*Job*.
Extract the line that contains "Note to the class: find each instance of the white trousers" and every line after it to the end of the records below, exactly as written and nothing else.

--- BEGIN ---

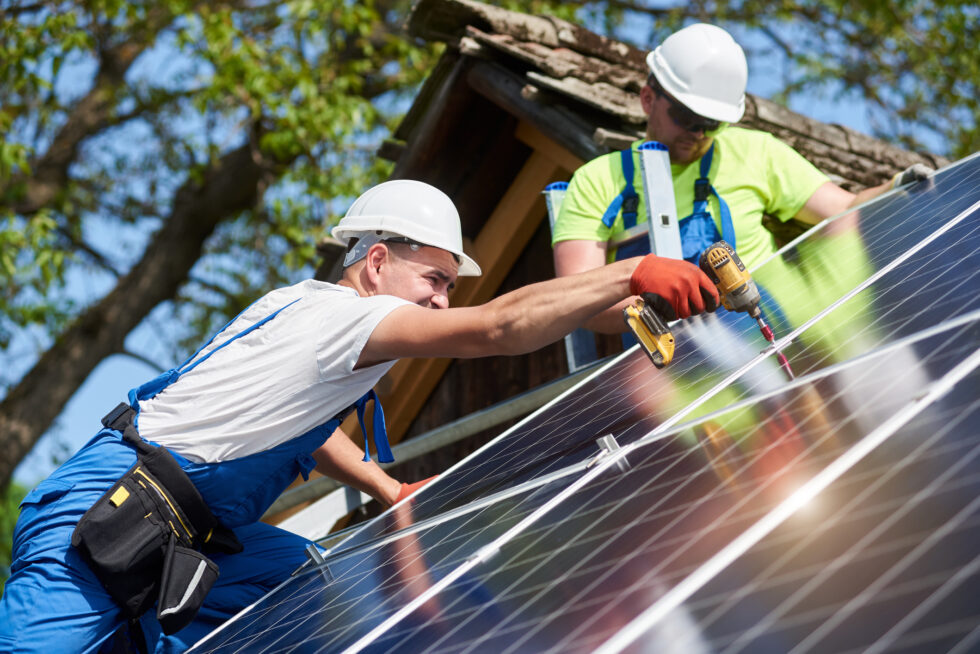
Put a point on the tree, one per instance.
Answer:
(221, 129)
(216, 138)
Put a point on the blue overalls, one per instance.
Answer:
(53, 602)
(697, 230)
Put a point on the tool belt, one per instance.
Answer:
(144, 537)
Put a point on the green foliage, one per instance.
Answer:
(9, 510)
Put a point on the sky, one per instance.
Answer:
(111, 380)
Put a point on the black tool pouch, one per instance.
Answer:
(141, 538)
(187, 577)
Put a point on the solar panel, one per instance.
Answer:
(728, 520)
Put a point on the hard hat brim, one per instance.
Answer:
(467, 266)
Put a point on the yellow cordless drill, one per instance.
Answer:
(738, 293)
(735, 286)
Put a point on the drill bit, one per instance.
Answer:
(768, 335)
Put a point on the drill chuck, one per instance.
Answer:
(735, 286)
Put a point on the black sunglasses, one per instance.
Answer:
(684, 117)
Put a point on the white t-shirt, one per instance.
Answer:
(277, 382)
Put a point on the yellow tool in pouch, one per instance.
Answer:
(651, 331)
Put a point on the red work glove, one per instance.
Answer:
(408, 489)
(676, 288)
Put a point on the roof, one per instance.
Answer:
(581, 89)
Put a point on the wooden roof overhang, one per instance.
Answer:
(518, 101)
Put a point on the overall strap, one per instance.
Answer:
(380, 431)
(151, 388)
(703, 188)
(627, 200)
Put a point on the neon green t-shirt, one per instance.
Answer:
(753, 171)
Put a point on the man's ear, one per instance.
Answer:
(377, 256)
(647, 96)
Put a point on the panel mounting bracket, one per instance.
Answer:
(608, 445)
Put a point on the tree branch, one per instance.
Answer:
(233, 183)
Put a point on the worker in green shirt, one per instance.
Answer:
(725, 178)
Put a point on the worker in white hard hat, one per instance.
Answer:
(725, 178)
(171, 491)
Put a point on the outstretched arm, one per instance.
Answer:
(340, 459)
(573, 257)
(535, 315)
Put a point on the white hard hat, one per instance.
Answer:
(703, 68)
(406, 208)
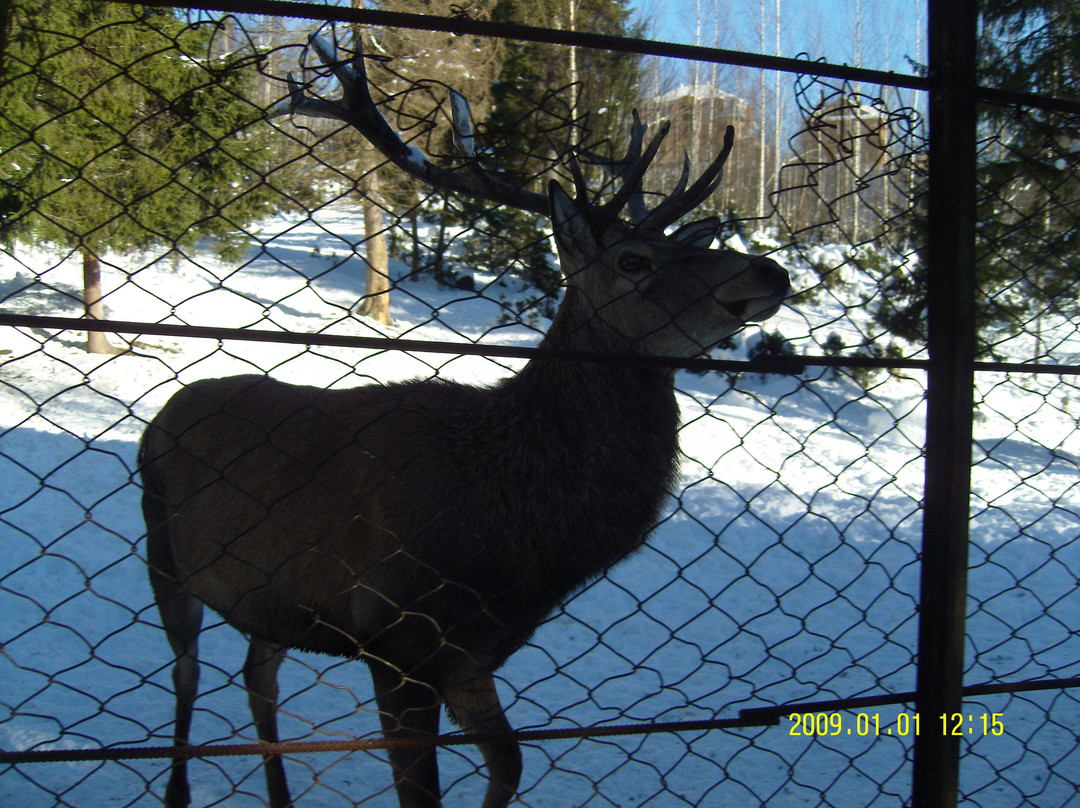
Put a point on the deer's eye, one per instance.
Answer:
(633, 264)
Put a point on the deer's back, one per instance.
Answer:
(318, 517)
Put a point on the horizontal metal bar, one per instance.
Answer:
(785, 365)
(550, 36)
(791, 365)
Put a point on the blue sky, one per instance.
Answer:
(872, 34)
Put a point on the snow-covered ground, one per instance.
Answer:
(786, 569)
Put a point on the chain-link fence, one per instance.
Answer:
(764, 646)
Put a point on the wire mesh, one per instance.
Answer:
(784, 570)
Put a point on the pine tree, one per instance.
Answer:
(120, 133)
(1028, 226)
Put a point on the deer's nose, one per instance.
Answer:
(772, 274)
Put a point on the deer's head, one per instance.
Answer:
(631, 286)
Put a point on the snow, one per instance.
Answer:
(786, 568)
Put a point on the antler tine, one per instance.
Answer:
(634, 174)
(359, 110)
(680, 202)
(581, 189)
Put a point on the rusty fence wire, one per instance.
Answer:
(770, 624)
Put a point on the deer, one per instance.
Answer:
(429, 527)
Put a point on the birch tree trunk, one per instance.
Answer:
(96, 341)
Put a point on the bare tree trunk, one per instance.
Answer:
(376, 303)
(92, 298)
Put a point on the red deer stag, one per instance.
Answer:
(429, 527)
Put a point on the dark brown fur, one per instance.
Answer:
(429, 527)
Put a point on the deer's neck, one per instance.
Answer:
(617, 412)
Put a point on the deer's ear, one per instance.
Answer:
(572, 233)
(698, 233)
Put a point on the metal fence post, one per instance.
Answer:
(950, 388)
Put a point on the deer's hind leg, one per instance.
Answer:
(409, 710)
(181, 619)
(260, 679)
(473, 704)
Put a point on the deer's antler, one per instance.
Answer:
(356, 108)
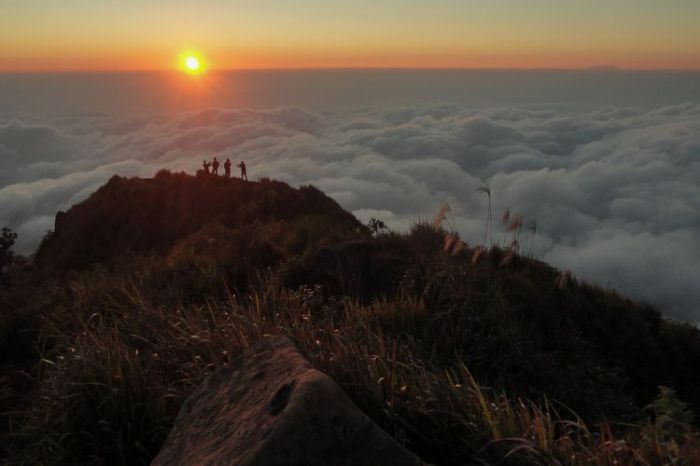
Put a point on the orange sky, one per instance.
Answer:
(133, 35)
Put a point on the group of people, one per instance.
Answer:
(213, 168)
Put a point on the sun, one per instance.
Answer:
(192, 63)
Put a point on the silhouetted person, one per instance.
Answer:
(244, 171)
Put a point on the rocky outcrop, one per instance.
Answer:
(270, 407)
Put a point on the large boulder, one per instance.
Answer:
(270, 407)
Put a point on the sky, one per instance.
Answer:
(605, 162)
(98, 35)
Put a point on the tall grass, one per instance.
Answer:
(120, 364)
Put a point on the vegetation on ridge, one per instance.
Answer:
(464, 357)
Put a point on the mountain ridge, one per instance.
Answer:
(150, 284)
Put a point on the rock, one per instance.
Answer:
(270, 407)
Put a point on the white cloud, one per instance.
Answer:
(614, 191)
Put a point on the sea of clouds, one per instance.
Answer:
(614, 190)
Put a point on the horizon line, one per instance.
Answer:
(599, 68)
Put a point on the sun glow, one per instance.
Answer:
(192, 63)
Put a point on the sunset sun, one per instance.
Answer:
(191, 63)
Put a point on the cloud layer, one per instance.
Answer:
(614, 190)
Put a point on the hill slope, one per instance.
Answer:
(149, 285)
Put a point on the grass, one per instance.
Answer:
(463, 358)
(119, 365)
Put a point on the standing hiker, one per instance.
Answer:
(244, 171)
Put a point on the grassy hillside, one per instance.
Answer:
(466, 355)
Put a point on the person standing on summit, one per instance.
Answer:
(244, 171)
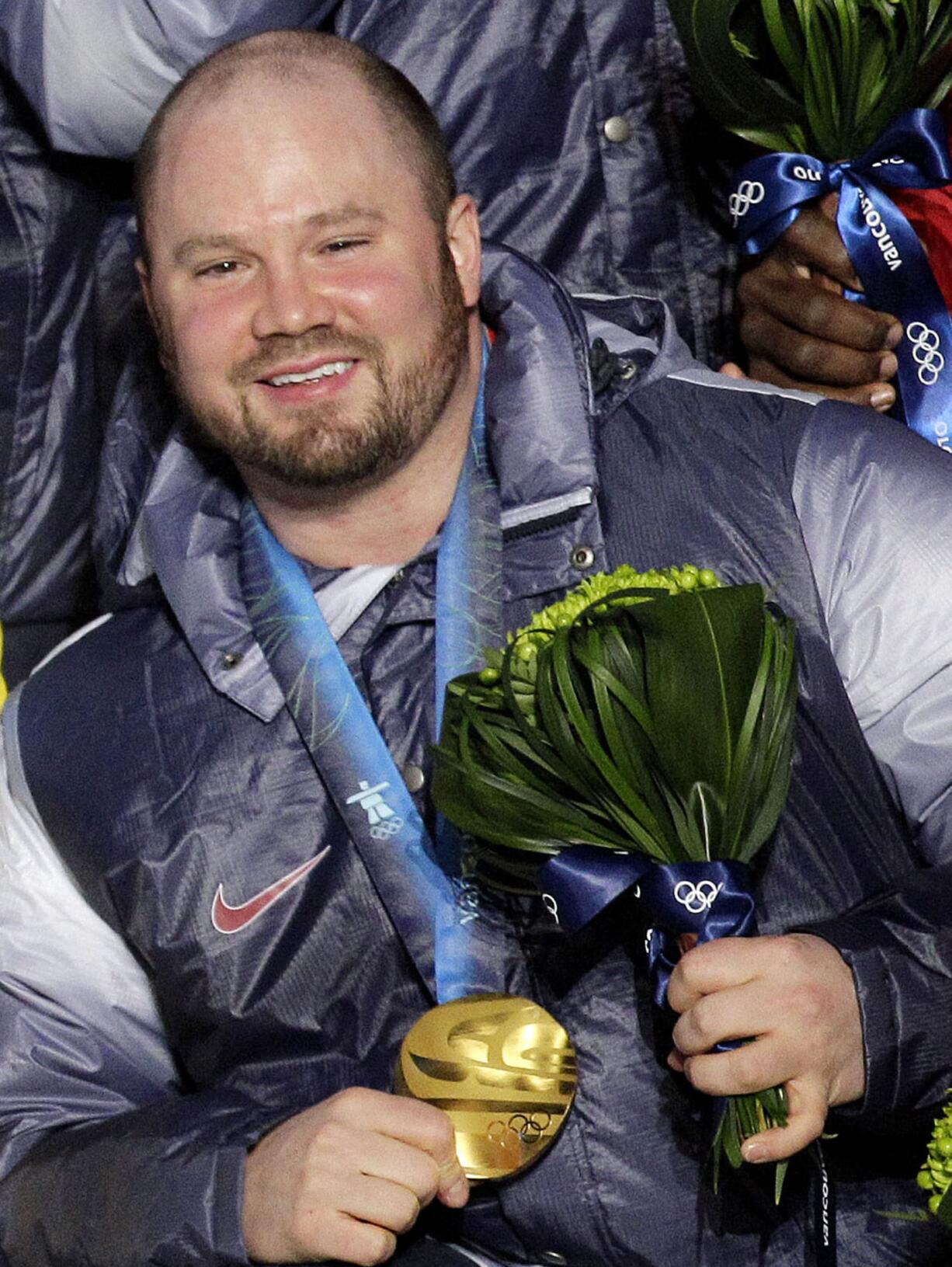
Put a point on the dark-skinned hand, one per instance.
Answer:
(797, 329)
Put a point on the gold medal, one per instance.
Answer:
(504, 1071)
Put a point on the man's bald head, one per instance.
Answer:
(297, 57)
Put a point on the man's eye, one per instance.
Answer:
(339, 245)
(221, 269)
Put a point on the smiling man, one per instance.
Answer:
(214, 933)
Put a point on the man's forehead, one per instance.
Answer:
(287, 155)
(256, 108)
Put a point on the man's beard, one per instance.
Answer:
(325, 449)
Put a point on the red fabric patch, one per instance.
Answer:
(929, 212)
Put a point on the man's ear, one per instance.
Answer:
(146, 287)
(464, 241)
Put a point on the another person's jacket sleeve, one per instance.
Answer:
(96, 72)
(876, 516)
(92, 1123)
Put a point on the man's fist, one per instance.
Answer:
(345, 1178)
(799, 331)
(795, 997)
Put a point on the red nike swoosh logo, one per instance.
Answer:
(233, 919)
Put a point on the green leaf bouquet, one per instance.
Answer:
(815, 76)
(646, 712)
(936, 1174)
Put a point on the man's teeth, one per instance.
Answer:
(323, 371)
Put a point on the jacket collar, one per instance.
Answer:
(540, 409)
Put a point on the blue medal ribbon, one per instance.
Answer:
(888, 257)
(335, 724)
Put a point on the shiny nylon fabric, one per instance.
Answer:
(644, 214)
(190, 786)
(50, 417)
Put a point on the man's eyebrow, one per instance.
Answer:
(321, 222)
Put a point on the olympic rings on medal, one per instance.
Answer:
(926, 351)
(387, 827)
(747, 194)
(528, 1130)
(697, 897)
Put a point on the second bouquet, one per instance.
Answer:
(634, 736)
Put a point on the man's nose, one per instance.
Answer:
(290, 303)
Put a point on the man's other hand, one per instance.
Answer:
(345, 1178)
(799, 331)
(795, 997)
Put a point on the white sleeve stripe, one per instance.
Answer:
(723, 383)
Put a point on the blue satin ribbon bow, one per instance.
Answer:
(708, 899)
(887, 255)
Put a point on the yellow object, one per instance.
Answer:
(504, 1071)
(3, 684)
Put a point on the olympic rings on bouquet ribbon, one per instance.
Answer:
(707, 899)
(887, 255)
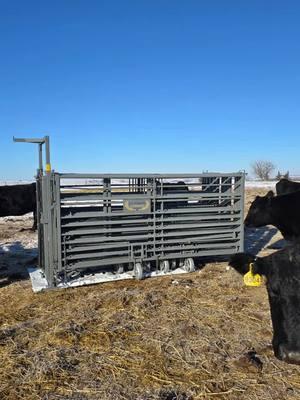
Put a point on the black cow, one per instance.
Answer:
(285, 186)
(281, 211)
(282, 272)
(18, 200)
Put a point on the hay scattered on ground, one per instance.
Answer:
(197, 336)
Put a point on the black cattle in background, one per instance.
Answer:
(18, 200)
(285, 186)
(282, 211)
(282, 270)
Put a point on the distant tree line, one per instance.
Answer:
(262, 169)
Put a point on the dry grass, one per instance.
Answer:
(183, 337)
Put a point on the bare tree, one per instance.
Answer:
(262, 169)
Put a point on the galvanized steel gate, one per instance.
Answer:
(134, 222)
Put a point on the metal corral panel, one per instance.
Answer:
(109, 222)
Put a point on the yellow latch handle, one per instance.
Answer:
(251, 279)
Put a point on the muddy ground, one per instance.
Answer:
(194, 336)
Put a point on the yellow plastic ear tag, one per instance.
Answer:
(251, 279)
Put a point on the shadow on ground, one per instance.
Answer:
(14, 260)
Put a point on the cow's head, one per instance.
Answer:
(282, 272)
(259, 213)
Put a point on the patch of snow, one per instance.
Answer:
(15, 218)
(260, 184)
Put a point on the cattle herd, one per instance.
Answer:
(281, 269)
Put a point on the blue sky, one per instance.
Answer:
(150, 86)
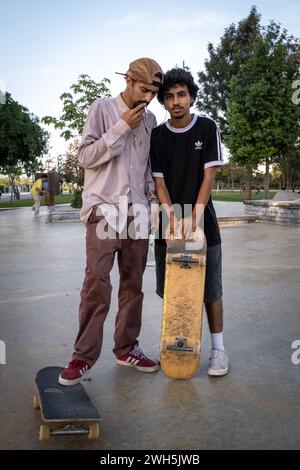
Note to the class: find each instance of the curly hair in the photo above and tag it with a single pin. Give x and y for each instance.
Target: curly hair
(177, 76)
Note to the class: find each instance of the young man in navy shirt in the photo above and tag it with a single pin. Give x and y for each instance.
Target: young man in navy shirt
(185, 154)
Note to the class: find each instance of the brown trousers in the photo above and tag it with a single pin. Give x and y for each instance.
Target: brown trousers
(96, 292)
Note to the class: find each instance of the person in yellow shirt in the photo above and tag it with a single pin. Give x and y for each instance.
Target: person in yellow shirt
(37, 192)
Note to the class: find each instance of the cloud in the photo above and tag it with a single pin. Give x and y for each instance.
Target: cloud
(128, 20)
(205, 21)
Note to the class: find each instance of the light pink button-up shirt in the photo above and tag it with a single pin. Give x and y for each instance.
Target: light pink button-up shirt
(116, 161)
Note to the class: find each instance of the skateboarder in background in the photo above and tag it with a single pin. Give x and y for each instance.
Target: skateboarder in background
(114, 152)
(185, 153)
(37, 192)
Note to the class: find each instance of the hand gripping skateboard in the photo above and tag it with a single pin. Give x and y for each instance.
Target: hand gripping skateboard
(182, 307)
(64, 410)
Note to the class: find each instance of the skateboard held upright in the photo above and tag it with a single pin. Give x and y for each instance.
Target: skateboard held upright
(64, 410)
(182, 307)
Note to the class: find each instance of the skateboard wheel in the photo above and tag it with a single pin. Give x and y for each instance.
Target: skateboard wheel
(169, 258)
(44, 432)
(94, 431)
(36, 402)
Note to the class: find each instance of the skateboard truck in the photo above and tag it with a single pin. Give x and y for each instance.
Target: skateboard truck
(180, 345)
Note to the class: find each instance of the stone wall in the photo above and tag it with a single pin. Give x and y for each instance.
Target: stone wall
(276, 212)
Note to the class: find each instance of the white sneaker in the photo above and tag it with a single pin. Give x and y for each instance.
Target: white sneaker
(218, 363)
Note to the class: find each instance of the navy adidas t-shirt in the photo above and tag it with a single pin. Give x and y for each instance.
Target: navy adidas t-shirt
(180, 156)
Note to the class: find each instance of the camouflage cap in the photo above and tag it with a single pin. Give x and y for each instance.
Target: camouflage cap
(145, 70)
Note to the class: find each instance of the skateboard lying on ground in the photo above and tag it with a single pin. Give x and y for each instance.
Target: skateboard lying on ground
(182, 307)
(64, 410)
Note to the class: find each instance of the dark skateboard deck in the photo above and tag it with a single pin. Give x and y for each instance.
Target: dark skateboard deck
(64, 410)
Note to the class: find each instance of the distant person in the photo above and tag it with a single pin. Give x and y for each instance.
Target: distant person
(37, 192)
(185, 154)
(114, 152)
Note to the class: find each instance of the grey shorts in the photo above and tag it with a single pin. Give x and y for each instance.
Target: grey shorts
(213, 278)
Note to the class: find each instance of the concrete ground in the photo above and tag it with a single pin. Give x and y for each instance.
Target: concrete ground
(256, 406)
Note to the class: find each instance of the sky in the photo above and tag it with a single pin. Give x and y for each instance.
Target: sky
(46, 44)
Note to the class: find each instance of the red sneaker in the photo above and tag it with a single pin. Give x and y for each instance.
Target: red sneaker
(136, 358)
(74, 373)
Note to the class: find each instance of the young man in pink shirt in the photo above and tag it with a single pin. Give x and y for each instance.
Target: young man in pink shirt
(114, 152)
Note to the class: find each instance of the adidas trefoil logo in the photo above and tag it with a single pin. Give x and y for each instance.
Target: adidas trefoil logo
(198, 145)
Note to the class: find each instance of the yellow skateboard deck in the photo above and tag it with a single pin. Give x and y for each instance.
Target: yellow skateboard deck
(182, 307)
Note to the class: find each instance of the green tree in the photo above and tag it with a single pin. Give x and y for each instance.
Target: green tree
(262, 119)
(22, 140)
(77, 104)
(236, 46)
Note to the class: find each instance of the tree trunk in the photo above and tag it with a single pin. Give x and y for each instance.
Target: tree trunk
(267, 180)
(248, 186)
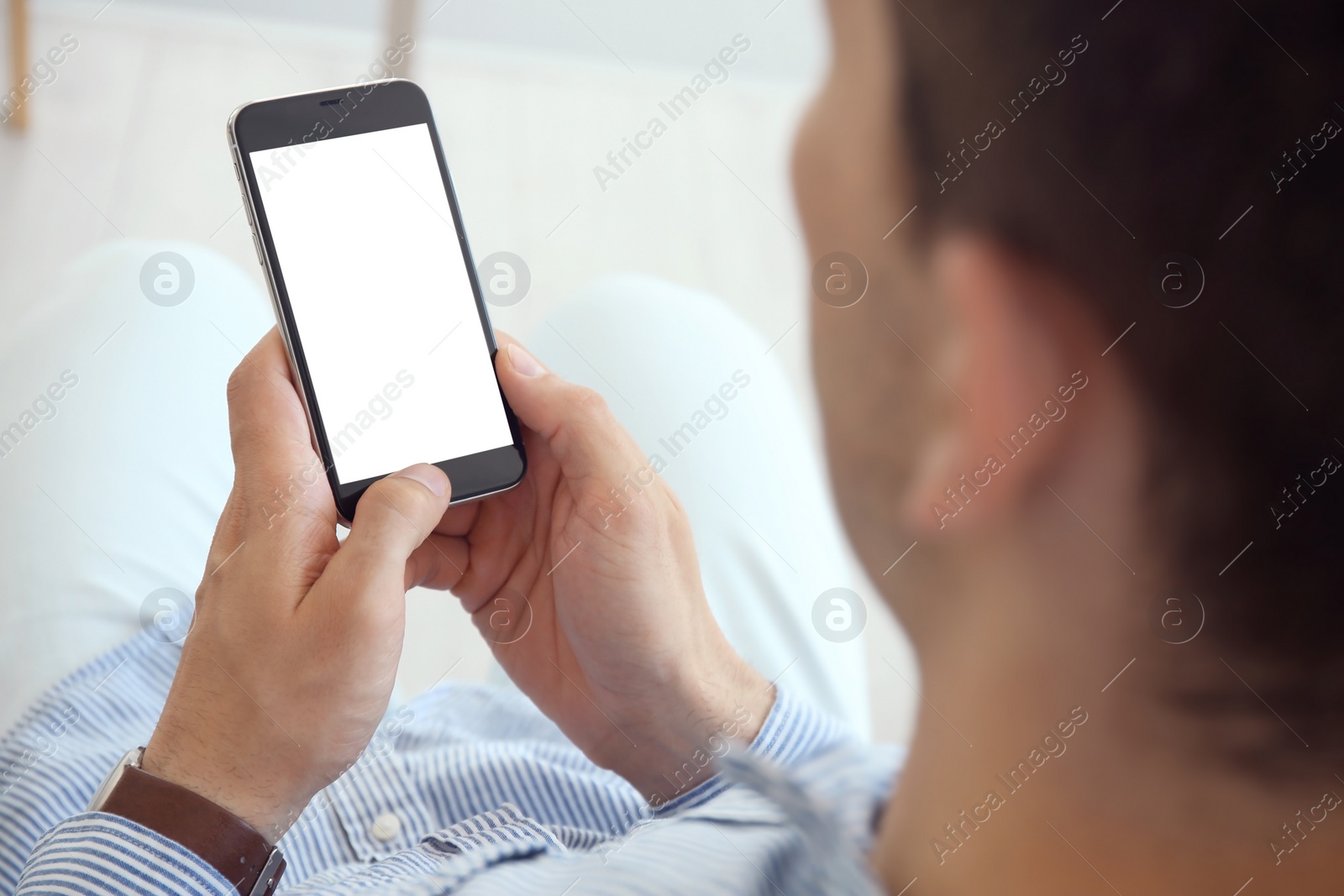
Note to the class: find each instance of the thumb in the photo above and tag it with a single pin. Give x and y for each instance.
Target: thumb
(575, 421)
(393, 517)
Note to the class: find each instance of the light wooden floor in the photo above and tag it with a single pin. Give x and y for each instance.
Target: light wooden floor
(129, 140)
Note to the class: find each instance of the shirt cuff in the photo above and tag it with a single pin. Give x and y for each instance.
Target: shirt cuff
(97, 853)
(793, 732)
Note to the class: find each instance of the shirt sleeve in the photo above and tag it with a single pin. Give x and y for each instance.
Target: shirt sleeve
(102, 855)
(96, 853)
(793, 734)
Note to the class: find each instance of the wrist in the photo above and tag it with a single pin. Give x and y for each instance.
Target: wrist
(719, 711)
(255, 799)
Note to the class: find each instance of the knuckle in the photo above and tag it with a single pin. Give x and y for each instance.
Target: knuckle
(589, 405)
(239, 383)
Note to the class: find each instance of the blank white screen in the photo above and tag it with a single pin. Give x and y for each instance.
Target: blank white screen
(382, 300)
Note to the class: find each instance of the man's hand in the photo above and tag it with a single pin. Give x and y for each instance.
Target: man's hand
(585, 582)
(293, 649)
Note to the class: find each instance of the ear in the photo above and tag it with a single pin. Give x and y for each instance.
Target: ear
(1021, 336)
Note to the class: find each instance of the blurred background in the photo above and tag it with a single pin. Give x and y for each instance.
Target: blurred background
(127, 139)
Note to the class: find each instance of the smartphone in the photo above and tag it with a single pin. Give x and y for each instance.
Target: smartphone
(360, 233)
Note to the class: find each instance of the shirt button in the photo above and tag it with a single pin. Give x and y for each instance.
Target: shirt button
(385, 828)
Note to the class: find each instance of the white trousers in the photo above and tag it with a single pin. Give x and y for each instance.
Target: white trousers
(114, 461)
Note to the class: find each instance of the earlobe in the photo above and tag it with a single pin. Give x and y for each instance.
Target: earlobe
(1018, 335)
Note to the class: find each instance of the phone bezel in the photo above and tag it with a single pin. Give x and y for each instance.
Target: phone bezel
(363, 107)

--- END ---

*Response to the exercise*.
Note to the class: find each instance of the white trousers in the photo above and tag it with a single pin. Give x and y for each instance.
Target: white trousers
(114, 461)
Note to the class: find each instance of the earlobe in the photo above and tag it with a single pin. Give x and y for each instance.
Target: earlobe
(1018, 335)
Note to the class: find each instance of the phone bezel in the photo above and tag it with a single pin. Give x and y for each instance.
Target: phone bezel
(363, 107)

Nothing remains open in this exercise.